PROBLEM TO WORK ON: Rewrite every line of the listing below as a numbered list, leaving out any blank lines.

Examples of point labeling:

————————

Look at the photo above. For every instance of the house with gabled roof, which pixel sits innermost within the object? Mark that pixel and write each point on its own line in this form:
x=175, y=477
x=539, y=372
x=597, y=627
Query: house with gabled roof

————————

REPLY:
1. Look at the photo above. For every instance of the house with gabled roof, which pixel sits innermost within the object? Mark that pixel and write each point on its own line in this form:
2. x=175, y=477
3. x=539, y=372
4. x=597, y=627
5. Query: house with gabled roof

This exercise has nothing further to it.